*** Opening Given information ***
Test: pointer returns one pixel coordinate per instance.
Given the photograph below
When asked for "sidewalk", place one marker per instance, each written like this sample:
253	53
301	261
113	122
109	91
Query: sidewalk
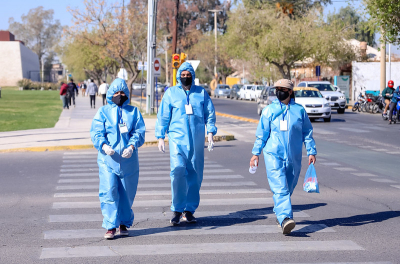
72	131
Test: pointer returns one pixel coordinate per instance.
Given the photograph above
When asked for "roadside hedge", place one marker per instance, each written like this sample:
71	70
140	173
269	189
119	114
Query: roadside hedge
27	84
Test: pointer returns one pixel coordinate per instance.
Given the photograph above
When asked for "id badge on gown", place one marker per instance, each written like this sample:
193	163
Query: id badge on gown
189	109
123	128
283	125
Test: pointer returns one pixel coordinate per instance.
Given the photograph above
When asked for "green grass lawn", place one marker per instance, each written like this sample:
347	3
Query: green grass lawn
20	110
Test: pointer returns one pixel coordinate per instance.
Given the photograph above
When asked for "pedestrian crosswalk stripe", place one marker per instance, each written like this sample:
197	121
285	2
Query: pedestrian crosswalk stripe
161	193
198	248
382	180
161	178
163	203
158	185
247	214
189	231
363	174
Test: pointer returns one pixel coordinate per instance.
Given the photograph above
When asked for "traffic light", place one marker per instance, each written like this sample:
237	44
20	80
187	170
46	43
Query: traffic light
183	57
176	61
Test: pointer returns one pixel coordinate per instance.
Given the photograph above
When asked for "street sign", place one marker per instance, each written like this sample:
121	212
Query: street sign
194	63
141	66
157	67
*** Closing Given information ***
On how many lines above does the word "sample" appear? Only the number should be given.

**Written response**
7